A year ago, we at Taboola kicked off a POC to migrate our Spark workload from the thousands of CPU cores cluster to the GPU. I started with a small test, just to get a hunch of what it would require and very quickly found myself in an intense project involving a great group of people from Taboola and NVIDIA’s Rapids team. In this blog post, I’ll describe what Taboola does with Spark, our motivation to move to Rapids and the insights, pitfalls, challenges and achievements so far.
Taboola’s Business
Taboola is the leading content recommendation company in the world. When you surf the web and see a native advertisement, it’s most likely a content served by Taboola. In order to do so, Taboola uses a very complex data pipeline that stretches from the user’s browser or phone, through multiple data centers running complex Deep learning algorithms, databases, infrastructure services such as kafka and thousands of servers in order to serve the best fitting ad for the user. This blog will focus on one component in this complex pipeline – our thousands of CPU cores spark cluster and our effort to migrate it to the GPU. Data to this cluster arrives from data centers all over the world where we collect and build a unique “page view”. A pageview is a very big and wide data structure identifying each user and its interaction with our system. This pageview structure, containing over 1500 distinct columns and amounts to over 1TB of hourly data, is what we process in our Spark cluster.

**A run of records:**
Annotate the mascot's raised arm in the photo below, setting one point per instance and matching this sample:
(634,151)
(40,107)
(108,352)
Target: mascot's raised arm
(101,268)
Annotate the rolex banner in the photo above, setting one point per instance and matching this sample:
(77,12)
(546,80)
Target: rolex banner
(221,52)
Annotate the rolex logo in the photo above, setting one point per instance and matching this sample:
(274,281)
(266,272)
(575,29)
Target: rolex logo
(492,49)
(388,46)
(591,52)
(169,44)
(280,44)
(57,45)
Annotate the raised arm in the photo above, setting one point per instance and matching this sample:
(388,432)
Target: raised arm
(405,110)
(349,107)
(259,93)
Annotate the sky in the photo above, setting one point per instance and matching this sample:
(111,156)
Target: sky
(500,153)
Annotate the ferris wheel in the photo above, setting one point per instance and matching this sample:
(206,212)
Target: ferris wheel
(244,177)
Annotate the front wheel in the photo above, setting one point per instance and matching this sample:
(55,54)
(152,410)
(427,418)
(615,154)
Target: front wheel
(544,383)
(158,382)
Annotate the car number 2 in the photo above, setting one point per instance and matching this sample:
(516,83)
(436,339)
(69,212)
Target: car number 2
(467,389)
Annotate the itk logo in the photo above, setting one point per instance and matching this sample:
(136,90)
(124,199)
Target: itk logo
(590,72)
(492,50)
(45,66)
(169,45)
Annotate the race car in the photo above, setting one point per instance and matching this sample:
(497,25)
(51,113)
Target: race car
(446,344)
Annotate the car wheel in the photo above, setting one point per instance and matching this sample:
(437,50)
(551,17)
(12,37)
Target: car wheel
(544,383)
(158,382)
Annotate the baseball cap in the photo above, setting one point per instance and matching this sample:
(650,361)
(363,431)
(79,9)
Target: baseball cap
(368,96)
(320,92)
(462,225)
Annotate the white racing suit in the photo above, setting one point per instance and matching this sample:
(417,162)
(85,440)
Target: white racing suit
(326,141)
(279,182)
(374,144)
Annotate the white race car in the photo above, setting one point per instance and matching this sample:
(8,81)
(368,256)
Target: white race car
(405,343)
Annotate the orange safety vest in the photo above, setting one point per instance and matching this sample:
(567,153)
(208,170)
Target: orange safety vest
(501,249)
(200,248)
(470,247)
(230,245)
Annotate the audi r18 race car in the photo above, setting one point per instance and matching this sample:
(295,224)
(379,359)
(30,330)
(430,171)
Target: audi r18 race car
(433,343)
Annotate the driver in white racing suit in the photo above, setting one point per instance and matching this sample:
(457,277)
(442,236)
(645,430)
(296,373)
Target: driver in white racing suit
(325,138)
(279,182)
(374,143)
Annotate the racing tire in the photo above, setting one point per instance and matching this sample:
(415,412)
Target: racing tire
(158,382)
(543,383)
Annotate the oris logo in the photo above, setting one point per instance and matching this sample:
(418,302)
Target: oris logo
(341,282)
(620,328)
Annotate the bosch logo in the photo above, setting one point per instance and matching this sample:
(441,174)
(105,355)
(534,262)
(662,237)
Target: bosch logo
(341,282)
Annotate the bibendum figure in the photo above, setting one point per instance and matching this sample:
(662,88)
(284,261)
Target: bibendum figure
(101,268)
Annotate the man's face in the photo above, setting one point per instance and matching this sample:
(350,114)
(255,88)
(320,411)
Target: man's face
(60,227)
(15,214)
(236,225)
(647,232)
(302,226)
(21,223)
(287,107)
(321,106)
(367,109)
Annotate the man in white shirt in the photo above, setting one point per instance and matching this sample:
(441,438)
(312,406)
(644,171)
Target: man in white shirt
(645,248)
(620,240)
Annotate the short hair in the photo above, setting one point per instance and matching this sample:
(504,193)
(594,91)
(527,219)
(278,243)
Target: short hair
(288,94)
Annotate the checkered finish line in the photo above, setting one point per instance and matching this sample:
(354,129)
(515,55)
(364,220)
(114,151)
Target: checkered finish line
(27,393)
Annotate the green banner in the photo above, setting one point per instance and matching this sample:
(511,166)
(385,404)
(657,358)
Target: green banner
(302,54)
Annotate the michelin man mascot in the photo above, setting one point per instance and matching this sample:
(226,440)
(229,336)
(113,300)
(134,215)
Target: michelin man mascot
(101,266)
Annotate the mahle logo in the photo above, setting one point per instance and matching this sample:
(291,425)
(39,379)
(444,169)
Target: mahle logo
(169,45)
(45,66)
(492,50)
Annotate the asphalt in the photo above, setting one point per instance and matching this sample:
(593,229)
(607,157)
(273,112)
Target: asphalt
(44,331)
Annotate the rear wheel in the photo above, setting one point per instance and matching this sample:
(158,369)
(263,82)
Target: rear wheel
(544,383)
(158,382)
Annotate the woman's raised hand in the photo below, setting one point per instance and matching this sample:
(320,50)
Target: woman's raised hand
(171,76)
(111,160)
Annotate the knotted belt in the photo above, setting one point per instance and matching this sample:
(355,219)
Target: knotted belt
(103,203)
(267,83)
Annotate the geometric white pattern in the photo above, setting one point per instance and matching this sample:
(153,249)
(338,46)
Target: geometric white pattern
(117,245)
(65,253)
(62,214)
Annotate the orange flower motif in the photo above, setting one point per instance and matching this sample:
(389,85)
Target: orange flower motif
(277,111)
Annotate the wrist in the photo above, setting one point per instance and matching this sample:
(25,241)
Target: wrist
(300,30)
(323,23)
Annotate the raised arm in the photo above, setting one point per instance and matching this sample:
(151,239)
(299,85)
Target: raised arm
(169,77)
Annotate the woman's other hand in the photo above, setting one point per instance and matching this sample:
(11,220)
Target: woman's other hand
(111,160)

**TASK STATEMENT:** Could you pick up the blog post on moving Taboola's Spark workload to GPUs and continue it from its last sentence?

**EXERCISE RESULT:**
Project Motivation
Motivation originated from the fact that the CPU cluster scale out is very challenging in terms of both hardware costs and data center capacity. In order to cope with the increasing load of data needed to be processed, Taboola is required to increase its Spark cluster capacity quite often. We have many distinct analyzers, SQL queries, that process the incoming pageviews, 1TB of raw data, every hour with a 2, 6, 12 and 48 catchup runs. New analyzers are being created all the time and increase the load on the Spark cluster, hence the constant need for more compute power. NVIDIA’s Rapids accelerator for Spark was a perfect match.
It is POC Time
We first defined what we are going to test. We took real production data from “Cyber Monday” so that we’d test and benchmark a very big dataset. The data is 1.5TB of ZSTD compressed parquet files, per hour. It has over 1500 columns, of all native types including arrays, structures, nested structures with arrays, the full monty. Hardware wise we started with a 72 CPU cores Intel server with 3 A30 GPUs, 900 GB local SSD drive for Spark to store its intermediate files, 380GB RAM and a 10Gb/s NIC card. We set a minimum bar of x3 factor so that the GPU solution would be considered a successful one cost wise. We picked 15 queries from production from multiple R&D departments that would resemble as many of the hundreds of queries we have in production. These queries are mostly very complex including many SQL operations such as: aggregations, sorts, lateral view explode, distribute by, window functions and UDFS. Figure-1 shows such query.
Figure-2 gives you a sneak peek as to the factors we got.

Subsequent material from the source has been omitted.